SUPPLIED MATERIAL:
----
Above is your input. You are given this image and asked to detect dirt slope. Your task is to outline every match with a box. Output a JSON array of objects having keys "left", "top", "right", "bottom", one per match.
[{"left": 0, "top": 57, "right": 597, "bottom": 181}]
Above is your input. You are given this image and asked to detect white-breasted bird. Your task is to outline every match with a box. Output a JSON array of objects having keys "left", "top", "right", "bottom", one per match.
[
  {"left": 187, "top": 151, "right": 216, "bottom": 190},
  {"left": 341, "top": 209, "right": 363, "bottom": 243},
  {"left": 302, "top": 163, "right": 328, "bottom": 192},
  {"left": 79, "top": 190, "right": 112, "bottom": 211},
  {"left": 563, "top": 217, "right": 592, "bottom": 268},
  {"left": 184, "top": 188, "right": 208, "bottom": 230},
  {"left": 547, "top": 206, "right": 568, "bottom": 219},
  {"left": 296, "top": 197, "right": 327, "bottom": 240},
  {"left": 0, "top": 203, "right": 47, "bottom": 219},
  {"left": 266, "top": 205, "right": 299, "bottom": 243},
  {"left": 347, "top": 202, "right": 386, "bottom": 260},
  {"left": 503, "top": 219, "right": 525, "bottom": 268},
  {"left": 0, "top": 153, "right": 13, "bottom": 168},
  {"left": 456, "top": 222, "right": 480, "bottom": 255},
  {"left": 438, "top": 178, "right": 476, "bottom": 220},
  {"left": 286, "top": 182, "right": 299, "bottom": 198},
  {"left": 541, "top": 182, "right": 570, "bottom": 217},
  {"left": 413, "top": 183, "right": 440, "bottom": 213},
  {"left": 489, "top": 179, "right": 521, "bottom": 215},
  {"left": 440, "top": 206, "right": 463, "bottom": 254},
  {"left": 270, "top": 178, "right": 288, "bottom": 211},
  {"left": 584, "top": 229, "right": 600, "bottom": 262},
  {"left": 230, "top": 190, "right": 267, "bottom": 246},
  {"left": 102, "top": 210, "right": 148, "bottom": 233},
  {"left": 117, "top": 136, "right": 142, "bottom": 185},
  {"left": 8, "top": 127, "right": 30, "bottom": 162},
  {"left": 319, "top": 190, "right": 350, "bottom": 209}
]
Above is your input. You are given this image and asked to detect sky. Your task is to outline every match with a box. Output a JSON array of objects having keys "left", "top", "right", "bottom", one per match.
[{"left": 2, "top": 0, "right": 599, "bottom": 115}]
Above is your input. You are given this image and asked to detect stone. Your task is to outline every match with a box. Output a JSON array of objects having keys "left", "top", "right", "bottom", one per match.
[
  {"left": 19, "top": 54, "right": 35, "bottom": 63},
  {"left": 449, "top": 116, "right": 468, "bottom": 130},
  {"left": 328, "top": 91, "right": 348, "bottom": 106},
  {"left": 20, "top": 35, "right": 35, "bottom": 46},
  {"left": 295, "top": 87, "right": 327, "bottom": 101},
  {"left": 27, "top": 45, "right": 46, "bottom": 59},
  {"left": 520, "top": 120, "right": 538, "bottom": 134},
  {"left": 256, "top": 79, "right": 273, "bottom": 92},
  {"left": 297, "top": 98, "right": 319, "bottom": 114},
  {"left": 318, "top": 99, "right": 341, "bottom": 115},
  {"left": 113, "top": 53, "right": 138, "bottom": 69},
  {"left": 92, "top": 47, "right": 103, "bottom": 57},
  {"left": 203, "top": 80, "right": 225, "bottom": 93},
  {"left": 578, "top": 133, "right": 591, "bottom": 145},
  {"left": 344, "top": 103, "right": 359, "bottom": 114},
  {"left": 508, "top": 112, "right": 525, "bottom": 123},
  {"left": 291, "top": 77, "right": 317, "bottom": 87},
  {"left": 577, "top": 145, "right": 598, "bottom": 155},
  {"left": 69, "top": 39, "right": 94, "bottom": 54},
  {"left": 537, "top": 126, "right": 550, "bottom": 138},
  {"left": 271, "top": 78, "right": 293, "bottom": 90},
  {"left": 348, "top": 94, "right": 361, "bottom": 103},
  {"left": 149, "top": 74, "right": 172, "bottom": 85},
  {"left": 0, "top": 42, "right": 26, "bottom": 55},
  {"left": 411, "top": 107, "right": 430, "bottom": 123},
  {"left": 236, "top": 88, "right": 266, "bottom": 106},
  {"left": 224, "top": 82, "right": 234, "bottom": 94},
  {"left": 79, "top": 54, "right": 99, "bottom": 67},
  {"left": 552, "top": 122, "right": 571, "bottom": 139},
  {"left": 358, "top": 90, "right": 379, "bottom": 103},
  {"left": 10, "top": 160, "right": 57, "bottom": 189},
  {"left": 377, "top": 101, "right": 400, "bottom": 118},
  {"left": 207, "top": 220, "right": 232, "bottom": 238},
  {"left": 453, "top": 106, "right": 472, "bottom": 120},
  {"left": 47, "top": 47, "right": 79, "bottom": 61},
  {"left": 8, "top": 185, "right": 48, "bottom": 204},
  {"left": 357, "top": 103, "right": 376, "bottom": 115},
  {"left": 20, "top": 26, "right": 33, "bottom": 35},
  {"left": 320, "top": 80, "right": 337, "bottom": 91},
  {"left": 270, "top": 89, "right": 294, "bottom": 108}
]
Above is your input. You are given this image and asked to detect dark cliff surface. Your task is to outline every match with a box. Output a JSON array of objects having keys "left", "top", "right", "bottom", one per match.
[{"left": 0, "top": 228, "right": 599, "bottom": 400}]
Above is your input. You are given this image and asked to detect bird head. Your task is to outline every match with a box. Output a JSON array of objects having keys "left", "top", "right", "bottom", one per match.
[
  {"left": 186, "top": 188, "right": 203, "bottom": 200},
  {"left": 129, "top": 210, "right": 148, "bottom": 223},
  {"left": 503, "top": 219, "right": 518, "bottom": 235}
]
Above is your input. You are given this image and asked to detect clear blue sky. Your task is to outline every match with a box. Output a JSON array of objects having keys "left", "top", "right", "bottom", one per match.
----
Without changing anything, repeat the whole listing.

RESULT FOR THIS EXERCISE:
Above is your input. You are given this image and asked to detect dirt slope. Your task is to outline every match with a box. Output a JSON array of objects having keys "left", "top", "right", "bottom", one per match.
[{"left": 0, "top": 57, "right": 597, "bottom": 181}]
Above is your input. You are given this image and asked to detect white-breasted bird. Your task is to outline every match with a box. Output a JSON array of objects having keys "left", "top", "right", "bottom", one per match.
[
  {"left": 187, "top": 151, "right": 216, "bottom": 190},
  {"left": 341, "top": 209, "right": 363, "bottom": 243},
  {"left": 302, "top": 163, "right": 328, "bottom": 192},
  {"left": 79, "top": 190, "right": 112, "bottom": 211},
  {"left": 563, "top": 217, "right": 592, "bottom": 268},
  {"left": 184, "top": 188, "right": 208, "bottom": 230},
  {"left": 547, "top": 206, "right": 568, "bottom": 219},
  {"left": 296, "top": 197, "right": 327, "bottom": 240},
  {"left": 0, "top": 203, "right": 47, "bottom": 219},
  {"left": 266, "top": 205, "right": 299, "bottom": 243},
  {"left": 347, "top": 202, "right": 386, "bottom": 260},
  {"left": 503, "top": 219, "right": 525, "bottom": 268},
  {"left": 0, "top": 153, "right": 13, "bottom": 168},
  {"left": 456, "top": 222, "right": 480, "bottom": 255},
  {"left": 438, "top": 178, "right": 476, "bottom": 220},
  {"left": 286, "top": 182, "right": 299, "bottom": 198},
  {"left": 541, "top": 182, "right": 570, "bottom": 217},
  {"left": 413, "top": 183, "right": 440, "bottom": 213},
  {"left": 489, "top": 179, "right": 521, "bottom": 215},
  {"left": 440, "top": 206, "right": 463, "bottom": 254},
  {"left": 270, "top": 178, "right": 288, "bottom": 211},
  {"left": 584, "top": 229, "right": 600, "bottom": 262},
  {"left": 230, "top": 190, "right": 267, "bottom": 246},
  {"left": 102, "top": 210, "right": 148, "bottom": 233},
  {"left": 117, "top": 136, "right": 142, "bottom": 185},
  {"left": 8, "top": 127, "right": 30, "bottom": 162},
  {"left": 319, "top": 190, "right": 350, "bottom": 209}
]
Above is your input. You are given this image and asked to detect sky. Your task is to outline every match with a box. Output a JSON array of objects having keys "left", "top", "right", "bottom", one per match.
[{"left": 2, "top": 0, "right": 599, "bottom": 115}]
Above is your input. You are given this image and asked to detect stone. Your task is to outline every match with a box. Output a JSON array of objects having keys "left", "top", "right", "bottom", one per match.
[
  {"left": 19, "top": 54, "right": 35, "bottom": 63},
  {"left": 449, "top": 116, "right": 468, "bottom": 130},
  {"left": 328, "top": 91, "right": 348, "bottom": 106},
  {"left": 20, "top": 35, "right": 35, "bottom": 46},
  {"left": 295, "top": 87, "right": 327, "bottom": 101},
  {"left": 27, "top": 45, "right": 46, "bottom": 59},
  {"left": 520, "top": 120, "right": 538, "bottom": 134},
  {"left": 256, "top": 79, "right": 273, "bottom": 92},
  {"left": 297, "top": 98, "right": 319, "bottom": 114},
  {"left": 318, "top": 99, "right": 341, "bottom": 115},
  {"left": 113, "top": 53, "right": 138, "bottom": 69},
  {"left": 92, "top": 47, "right": 103, "bottom": 57},
  {"left": 203, "top": 80, "right": 225, "bottom": 93},
  {"left": 578, "top": 133, "right": 591, "bottom": 145},
  {"left": 344, "top": 103, "right": 359, "bottom": 114},
  {"left": 508, "top": 112, "right": 525, "bottom": 123},
  {"left": 291, "top": 77, "right": 317, "bottom": 87},
  {"left": 577, "top": 145, "right": 598, "bottom": 155},
  {"left": 69, "top": 39, "right": 94, "bottom": 54},
  {"left": 537, "top": 126, "right": 550, "bottom": 138},
  {"left": 271, "top": 78, "right": 293, "bottom": 90},
  {"left": 348, "top": 94, "right": 361, "bottom": 103},
  {"left": 149, "top": 74, "right": 172, "bottom": 85},
  {"left": 0, "top": 42, "right": 26, "bottom": 55},
  {"left": 411, "top": 107, "right": 430, "bottom": 123},
  {"left": 236, "top": 88, "right": 266, "bottom": 106},
  {"left": 224, "top": 82, "right": 234, "bottom": 94},
  {"left": 79, "top": 54, "right": 99, "bottom": 67},
  {"left": 552, "top": 122, "right": 571, "bottom": 139},
  {"left": 358, "top": 90, "right": 379, "bottom": 103},
  {"left": 10, "top": 160, "right": 57, "bottom": 189},
  {"left": 377, "top": 101, "right": 400, "bottom": 118},
  {"left": 207, "top": 220, "right": 232, "bottom": 238},
  {"left": 453, "top": 106, "right": 472, "bottom": 120},
  {"left": 47, "top": 47, "right": 79, "bottom": 61},
  {"left": 8, "top": 185, "right": 48, "bottom": 204},
  {"left": 357, "top": 103, "right": 376, "bottom": 115},
  {"left": 20, "top": 26, "right": 33, "bottom": 35},
  {"left": 320, "top": 80, "right": 337, "bottom": 91},
  {"left": 270, "top": 89, "right": 294, "bottom": 108}
]
Above is your input. You are given this image and asked to detect dark cliff surface. Your task is to outline every match with a box. Output a JSON array of objects having keys "left", "top", "right", "bottom", one per match.
[{"left": 0, "top": 228, "right": 599, "bottom": 400}]
Above is your input. You are given this image and asked to detect bird head. Your task is to outline every match with a box. Output a JSON array of objects having keys "left", "top", "right", "bottom", one per match.
[
  {"left": 186, "top": 188, "right": 203, "bottom": 200},
  {"left": 129, "top": 210, "right": 148, "bottom": 223},
  {"left": 503, "top": 219, "right": 518, "bottom": 235}
]
Above is your input. You are given this image and asked to detect clear blue sky. Your task is to outline every match with a box. Output a JSON array of objects having keys "left", "top", "right", "bottom", one per match.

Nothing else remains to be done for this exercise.